#### Exercise description:
Everything from the line containing "If you could locate the tower louvred" to the last line of the records must be returned verbatim; nothing else belongs in the output.

#### Exercise data:
--- START ---
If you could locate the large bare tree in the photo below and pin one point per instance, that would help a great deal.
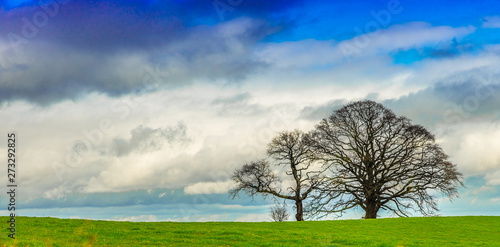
(289, 150)
(378, 160)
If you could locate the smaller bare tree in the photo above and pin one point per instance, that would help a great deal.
(291, 151)
(279, 213)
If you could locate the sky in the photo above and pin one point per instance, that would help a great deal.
(141, 110)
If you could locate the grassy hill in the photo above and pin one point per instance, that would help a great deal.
(428, 231)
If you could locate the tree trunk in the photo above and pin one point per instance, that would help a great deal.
(371, 209)
(299, 215)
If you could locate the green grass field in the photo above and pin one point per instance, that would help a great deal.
(427, 231)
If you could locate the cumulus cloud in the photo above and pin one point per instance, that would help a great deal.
(209, 188)
(145, 139)
(491, 22)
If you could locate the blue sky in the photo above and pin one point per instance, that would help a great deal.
(141, 110)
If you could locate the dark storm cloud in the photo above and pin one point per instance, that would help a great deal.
(144, 139)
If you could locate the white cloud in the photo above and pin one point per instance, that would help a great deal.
(497, 199)
(482, 189)
(474, 148)
(491, 22)
(209, 188)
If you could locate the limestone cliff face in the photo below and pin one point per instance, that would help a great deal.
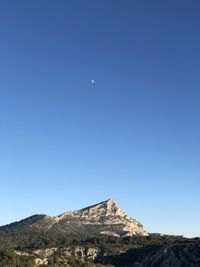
(107, 213)
(103, 218)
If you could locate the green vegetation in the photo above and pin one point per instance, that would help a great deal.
(110, 248)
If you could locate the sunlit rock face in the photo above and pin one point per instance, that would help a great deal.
(105, 218)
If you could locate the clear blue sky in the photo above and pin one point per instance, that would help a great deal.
(133, 135)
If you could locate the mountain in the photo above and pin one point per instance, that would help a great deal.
(103, 218)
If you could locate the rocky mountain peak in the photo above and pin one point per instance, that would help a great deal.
(105, 217)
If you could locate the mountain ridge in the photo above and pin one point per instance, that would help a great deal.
(105, 217)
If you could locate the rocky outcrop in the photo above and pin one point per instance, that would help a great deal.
(103, 218)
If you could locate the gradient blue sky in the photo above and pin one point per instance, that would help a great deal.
(133, 136)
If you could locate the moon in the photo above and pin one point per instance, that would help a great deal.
(92, 81)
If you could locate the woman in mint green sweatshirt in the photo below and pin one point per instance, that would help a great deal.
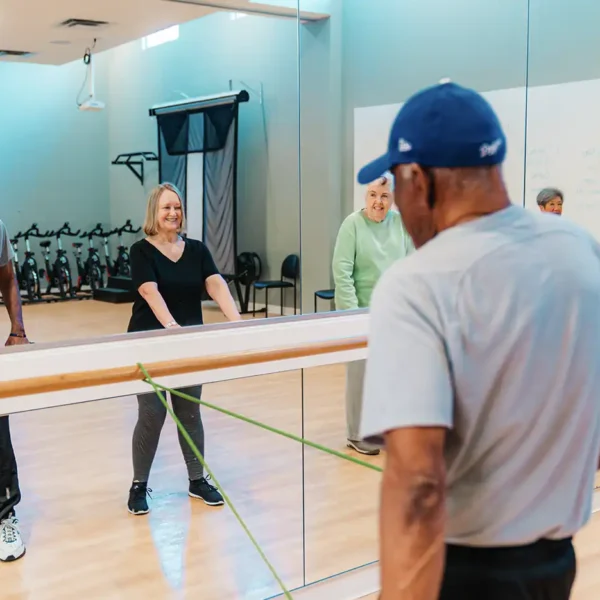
(368, 242)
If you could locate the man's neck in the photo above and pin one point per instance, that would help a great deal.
(458, 212)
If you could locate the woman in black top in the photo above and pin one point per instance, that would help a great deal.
(170, 274)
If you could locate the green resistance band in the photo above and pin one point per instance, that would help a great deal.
(199, 456)
(157, 388)
(285, 434)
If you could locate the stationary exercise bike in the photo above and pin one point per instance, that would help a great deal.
(90, 271)
(58, 274)
(27, 275)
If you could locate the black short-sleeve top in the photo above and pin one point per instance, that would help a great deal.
(181, 283)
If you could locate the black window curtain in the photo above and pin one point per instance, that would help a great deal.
(212, 132)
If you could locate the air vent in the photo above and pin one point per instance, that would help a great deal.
(20, 53)
(70, 23)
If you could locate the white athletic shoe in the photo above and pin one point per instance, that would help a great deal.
(11, 543)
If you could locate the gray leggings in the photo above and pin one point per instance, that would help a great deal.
(151, 417)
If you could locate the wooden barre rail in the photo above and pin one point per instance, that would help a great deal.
(69, 381)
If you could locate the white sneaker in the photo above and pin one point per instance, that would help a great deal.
(11, 543)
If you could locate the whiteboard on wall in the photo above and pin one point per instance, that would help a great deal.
(563, 144)
(372, 126)
(563, 148)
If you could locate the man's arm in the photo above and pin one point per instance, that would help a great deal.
(412, 515)
(408, 406)
(12, 299)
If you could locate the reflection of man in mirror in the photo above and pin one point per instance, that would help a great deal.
(491, 440)
(551, 200)
(11, 543)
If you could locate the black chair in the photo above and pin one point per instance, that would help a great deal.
(290, 270)
(324, 295)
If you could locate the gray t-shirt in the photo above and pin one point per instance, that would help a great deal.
(6, 250)
(492, 330)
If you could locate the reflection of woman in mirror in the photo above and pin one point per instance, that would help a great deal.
(368, 242)
(170, 274)
(550, 200)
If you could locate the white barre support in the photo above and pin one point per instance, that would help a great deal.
(21, 362)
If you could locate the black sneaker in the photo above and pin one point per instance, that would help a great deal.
(138, 505)
(200, 488)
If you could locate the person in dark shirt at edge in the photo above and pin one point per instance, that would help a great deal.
(170, 274)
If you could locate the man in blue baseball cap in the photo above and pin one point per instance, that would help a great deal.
(483, 369)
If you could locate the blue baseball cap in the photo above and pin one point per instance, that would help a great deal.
(446, 125)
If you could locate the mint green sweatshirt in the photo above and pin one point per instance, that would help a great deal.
(363, 250)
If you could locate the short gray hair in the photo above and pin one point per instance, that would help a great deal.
(547, 194)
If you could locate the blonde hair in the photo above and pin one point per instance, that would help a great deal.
(151, 221)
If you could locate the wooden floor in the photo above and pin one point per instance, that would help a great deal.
(75, 469)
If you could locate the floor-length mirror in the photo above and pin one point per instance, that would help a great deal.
(357, 68)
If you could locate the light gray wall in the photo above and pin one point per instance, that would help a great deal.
(53, 158)
(391, 48)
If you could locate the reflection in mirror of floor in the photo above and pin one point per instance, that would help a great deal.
(75, 474)
(75, 471)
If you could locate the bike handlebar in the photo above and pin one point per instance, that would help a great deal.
(66, 230)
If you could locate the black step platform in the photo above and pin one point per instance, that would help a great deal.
(119, 291)
(114, 295)
(121, 283)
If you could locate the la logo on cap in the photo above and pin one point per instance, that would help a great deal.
(404, 146)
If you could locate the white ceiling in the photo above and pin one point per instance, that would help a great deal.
(34, 25)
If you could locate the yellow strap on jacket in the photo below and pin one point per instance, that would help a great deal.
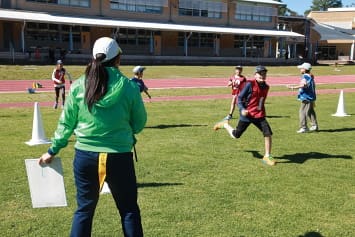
(102, 169)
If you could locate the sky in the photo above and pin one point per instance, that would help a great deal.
(300, 6)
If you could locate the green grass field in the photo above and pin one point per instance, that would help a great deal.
(196, 182)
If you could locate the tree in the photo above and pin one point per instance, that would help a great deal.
(323, 5)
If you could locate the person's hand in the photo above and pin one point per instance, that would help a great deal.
(244, 112)
(46, 158)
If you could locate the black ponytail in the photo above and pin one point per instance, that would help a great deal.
(97, 79)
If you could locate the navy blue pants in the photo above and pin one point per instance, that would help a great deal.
(120, 177)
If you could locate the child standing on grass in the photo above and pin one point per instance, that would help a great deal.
(236, 82)
(105, 111)
(58, 78)
(138, 78)
(307, 96)
(251, 101)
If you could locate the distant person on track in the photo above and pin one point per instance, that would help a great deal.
(307, 96)
(251, 103)
(138, 78)
(236, 82)
(58, 78)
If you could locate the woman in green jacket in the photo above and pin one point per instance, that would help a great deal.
(104, 110)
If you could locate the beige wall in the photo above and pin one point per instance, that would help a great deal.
(336, 16)
(94, 10)
(102, 8)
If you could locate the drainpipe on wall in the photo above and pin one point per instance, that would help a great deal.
(186, 42)
(71, 47)
(151, 43)
(23, 37)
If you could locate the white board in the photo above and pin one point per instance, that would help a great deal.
(46, 183)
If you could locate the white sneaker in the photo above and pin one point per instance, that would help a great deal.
(228, 117)
(302, 130)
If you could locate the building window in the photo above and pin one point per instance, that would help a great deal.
(211, 9)
(255, 12)
(74, 3)
(43, 33)
(253, 46)
(133, 37)
(198, 40)
(148, 6)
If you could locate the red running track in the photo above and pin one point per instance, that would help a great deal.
(12, 86)
(22, 85)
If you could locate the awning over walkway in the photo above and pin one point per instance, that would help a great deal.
(330, 33)
(15, 15)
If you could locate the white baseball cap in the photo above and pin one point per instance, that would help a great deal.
(138, 69)
(107, 46)
(306, 66)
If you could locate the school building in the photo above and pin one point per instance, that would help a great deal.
(334, 33)
(153, 31)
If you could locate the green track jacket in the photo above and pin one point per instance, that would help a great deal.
(112, 123)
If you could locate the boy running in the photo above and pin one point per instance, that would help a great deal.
(251, 101)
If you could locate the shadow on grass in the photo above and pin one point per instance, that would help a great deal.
(337, 130)
(300, 158)
(155, 185)
(164, 126)
(311, 234)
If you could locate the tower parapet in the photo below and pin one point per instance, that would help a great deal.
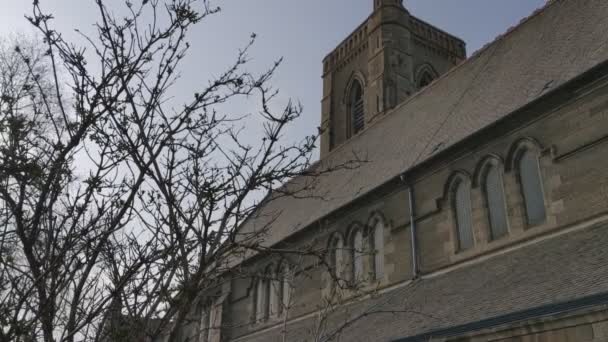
(380, 64)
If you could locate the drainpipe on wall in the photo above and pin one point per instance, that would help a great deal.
(414, 243)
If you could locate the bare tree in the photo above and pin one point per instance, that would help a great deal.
(119, 204)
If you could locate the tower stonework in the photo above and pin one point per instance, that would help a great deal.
(391, 55)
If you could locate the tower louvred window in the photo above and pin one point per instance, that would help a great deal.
(357, 108)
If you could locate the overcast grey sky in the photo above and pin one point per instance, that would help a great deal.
(302, 32)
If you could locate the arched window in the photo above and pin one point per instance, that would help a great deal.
(284, 292)
(335, 262)
(273, 284)
(262, 298)
(205, 323)
(357, 112)
(463, 213)
(378, 245)
(357, 256)
(532, 188)
(495, 199)
(425, 79)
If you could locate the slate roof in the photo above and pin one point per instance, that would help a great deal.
(553, 46)
(555, 273)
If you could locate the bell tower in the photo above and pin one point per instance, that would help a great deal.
--- END ---
#### Answer box:
If you could locate the tower louvred window in the photo above and pin one point per instance, that would help a great deal.
(357, 108)
If you could locate the overcast grey sky in the photo above and pin one point per instance, that would help a great deal.
(302, 32)
If you could locate the arched window in the photo above and pin one point per instance, that would help a great deal.
(284, 292)
(335, 262)
(273, 284)
(262, 298)
(205, 323)
(357, 112)
(463, 213)
(378, 245)
(357, 256)
(532, 188)
(495, 199)
(425, 79)
If you could locate the slate roof in the photo above and pin one point per instance, that would help a great deal.
(553, 46)
(555, 273)
If you could locate the bell tower in the photo above and pin one point per instance, that would help a great deal.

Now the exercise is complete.